Lean Management Is Illegitimate. Or Is It?

The methodology still waits for acceptance in traditional management models

Published: Tuesday, September 20, 2016 - 15:03

To this day, lean management has yet to enter the mainstream in business. It remains solidly on the fringe, despite great efforts by many people over many decades.

You almost never hear of lean management in the business press unless the article is written by an insider such as James P. Womack or John Toussaint. Kaizen is rarely mentioned in The Wall Street Journal or Financial Times. You hear about just-in-time only when disaster strikes, when an earthquake in Japan or flood in Thailand disrupts production that has been carefully synchronized with demand. Improved relationships between employer and employee, or between buyer and seller, are not newsworthy.

**TASKS TO PERFORM**
• a. Answer these about the lean management article:
(i) On what date was it published?
(ii) Which two newspapers does it say rarely mention kaizen?
(iii) Which two insiders does it name as writers of articles on lean management?
• b. Write out the lean management article word for word, everything from "To this day, lean" down to "over many decades.".

**GIVEN RECORDS**
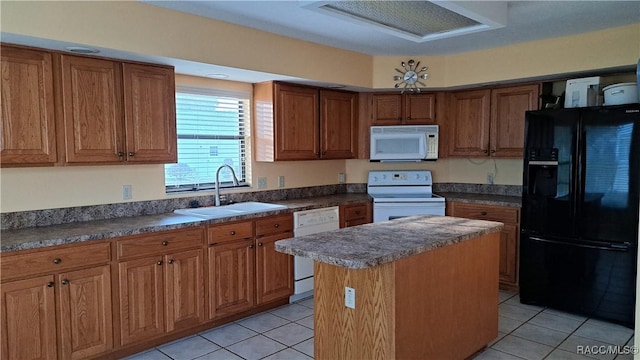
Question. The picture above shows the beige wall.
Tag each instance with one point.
(141, 28)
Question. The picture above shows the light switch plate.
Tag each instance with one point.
(350, 297)
(262, 182)
(127, 192)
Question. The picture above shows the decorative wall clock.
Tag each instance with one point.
(411, 74)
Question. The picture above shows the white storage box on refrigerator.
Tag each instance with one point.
(576, 91)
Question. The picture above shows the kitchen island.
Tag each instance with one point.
(422, 287)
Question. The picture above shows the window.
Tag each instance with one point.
(212, 129)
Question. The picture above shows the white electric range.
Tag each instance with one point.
(403, 193)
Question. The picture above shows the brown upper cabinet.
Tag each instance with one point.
(403, 109)
(64, 109)
(489, 122)
(114, 112)
(296, 122)
(28, 114)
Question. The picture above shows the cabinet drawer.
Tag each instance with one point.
(355, 212)
(229, 232)
(159, 243)
(274, 224)
(55, 260)
(486, 212)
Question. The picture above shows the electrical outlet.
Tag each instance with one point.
(350, 297)
(262, 183)
(490, 178)
(127, 192)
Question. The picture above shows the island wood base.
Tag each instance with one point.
(440, 304)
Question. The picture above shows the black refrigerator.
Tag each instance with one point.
(579, 219)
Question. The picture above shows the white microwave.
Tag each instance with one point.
(404, 143)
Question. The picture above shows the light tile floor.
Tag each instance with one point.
(524, 332)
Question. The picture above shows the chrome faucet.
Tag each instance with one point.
(235, 181)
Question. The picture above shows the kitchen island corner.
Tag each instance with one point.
(425, 287)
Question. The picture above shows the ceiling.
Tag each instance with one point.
(517, 21)
(524, 21)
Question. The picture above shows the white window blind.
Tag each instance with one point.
(212, 130)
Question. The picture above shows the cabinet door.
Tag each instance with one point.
(296, 123)
(86, 326)
(28, 319)
(338, 122)
(92, 109)
(387, 109)
(141, 299)
(274, 270)
(27, 120)
(184, 289)
(509, 254)
(420, 109)
(508, 106)
(231, 278)
(150, 114)
(469, 123)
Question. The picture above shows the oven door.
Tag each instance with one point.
(389, 211)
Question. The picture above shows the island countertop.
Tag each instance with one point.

**SET OF ANSWERS**
• a.
(i) Tuesday, September 20, 2016
(ii) The Wall Street Journal and Financial Times
(iii) James P. Womack and John Toussaint

• b.
To this day, lean management has yet to enter the mainstream in business. It remains solidly on the fringe, despite great efforts by many people over many decades.